Document
CINCINNATI—The Phillips Edison-ARC Shopping Center REIT Inc. has been one of the most active buyers of shopping centers in the US. And in the second quarter, the Cincinnati-based trust kept up the speedy pace by purchasing 20 centers in 11 states with an aggregate price of $315 million. This tops the first quarter, when the company picked up 17 centers across the US with an aggregate price of $285.7 million. Its long-term strategy has been to assemble a portfolio of neighborhood and community shopping centers anchored by the #1 or #2 grocers in its targeted markets.

The second quarter acquisitions expanded the REIT's presence in Florida, Georgia, Kentucky, Pennsylvania, Virginia, South Carolina and Texas. And it reached into the far west and New England by adding for the first time properties in Massachusetts, Nevada and Washington, as well as Tennessee.

“Our strategy is to build a portfolio of assets diversified by geography, grocery anchor, tenancy, creditworthiness and lease expirations,” Jeff Edison, chairman of the board and chief executive officer, tells GlobeSt.com. “We have an in-house acquisitions team with national coverage that looks for opportunities in strong infill growth markets across the country. We continue to look for opportunities in the west and New England that support our diversification strategy.”

The purchases added about 2.1-million-square-feet to the company's portfolio, which now totals about 12.6-million-square-feet of gross leasable area in 120 grocery-anchored shopping centers with an aggregate purchase price of over $1.8 billion.

Phillips Edison & Company and AR Capital, LLC sponsor the company. And Edison says that they are currently raising equity for another non-traded REIT, called Phillips Edison-ARC Grocery Center REIT II.

Data lines
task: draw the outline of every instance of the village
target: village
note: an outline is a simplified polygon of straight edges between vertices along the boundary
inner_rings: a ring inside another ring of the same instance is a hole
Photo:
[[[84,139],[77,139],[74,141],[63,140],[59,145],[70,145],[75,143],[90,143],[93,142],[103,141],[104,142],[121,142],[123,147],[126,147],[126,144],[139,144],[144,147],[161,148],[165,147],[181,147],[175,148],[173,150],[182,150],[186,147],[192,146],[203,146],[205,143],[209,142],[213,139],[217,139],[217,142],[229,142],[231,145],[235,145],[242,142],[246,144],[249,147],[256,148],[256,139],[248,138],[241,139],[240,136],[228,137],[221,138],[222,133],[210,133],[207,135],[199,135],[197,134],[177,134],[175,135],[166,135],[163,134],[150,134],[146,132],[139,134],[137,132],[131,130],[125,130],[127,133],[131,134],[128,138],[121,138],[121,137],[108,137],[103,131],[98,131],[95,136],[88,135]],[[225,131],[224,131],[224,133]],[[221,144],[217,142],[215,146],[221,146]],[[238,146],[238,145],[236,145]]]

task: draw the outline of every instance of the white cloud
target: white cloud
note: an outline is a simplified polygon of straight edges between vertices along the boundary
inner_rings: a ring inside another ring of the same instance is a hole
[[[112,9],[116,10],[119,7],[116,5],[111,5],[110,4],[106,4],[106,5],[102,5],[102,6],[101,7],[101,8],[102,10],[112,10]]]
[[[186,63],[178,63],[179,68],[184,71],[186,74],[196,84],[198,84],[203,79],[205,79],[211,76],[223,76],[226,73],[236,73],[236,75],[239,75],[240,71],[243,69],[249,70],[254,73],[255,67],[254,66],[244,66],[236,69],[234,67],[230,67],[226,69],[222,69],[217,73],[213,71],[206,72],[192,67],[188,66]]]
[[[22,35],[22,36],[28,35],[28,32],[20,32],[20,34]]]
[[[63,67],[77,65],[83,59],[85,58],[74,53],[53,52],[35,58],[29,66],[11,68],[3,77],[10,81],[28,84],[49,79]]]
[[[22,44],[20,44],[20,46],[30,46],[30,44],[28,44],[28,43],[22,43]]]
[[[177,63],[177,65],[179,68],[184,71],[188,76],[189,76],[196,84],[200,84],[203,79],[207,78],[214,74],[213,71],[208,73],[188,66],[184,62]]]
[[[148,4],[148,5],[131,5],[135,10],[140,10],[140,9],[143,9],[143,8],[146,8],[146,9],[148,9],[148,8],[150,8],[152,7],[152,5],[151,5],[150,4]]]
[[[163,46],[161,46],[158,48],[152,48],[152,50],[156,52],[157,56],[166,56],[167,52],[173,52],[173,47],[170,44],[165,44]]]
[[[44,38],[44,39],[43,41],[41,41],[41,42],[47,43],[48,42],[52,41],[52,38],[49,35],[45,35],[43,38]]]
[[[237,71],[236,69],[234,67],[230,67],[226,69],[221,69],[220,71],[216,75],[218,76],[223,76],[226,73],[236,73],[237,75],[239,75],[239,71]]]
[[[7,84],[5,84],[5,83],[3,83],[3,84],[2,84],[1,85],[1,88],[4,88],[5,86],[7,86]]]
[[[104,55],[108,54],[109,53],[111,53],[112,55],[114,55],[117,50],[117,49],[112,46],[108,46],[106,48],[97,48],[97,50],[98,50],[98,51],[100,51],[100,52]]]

Objective 1
Set down the stretch of the shopping center REIT article from "The purchases added" through "Center REIT II.", keeping every word and mark unchanged.
Objective 2
According to the shopping center REIT article, how many centers did the trust buy in the second quarter, and in how many states?
Objective 3
Write the next part of the article about the grocery-anchored shopping center REIT, beginning after its final sentence.

Response 1
The purchases added about 2.1-million-square-feet to the company's portfolio, which now totals about 12.6-million-square-feet of gross leasable area in 120 grocery-anchored shopping centers with an aggregate purchase price of over $1.8 billion.

Phillips Edison & Company and AR Capital, LLC sponsor the company. And Edison says that they are currently raising equity for another non-traded REIT, called Phillips Edison-ARC Grocery Center REIT II.

Response 2
It bought 20 centers in 11 states.

Response 3
“Competition is definitely heating up for grocery-anchored centers in top coastal markets – the exchange traded REITs, institutions and foreign investors are the primary buyers of centers in those markets,” Edison adds. However, Phillips Edison-ARC has “a contrarian approach to acquisitions, and focus on buying quality assets in secondary markets. Rent growth in our markets tracks and eventually outpaces the top 25 markets, and we can acquire these assets at higher initial yields. The rent growth and higher initial yield factors combined with our ability to grow net operating income leads to overall better returns. We see tremendous opportunities in secondary markets, and the public companies and other investors don't see that.”

The second quarter acquisitions included: Kirkwood Market Place, anchored by Sprouts in Houston; Hampton Village, anchored by Publix in Taylors, SC; Southwest Marketplace, anchored by Smith's Food and Drug in Las Vegas; Hamilton Village, anchored by Walmart Supercenter in Chattanooga; Waynesboro Plaza, anchored by Martin's in Waynesboro, VA; Fairview Plaza Shopping Center, anchored by Giant in New Cumberland, PA; Townfair Center, anchored by Giant Eagle in Indiana, PA; Cushing Plaza, anchored by Shaw's in Cohasset, MA; Shaw's Plaza, anchored by Shaw's in Easton, MA; Shaw's Plaza, anchored by Shaw's in Hanover, MA; Hannaford Bros. Plaza, anchored by Hannaford in Waltham, MA; Central Station, anchored by Kroger in Louisville; Park View Square, anchored by Winn-Dixie in Miramar, FL; St. John's Commons, anchored by Winn-Dixie in Jacksonville, FL; Deerwood Lake Commons, anchored by Publix in Jacksonville, FL; Orchards Shopping Center, anchored by Rosauers in Yakima, WA; Lovejoy Village, anchored by Kroger in Jonesboro, GA; Heath Brook Commons, anchored by Publix in Ocala, FL; West Creek Commons, anchored by Publix in Coconut Creek, FL; and Broadway Promenade, anchored by Publix in Sarasota, FL.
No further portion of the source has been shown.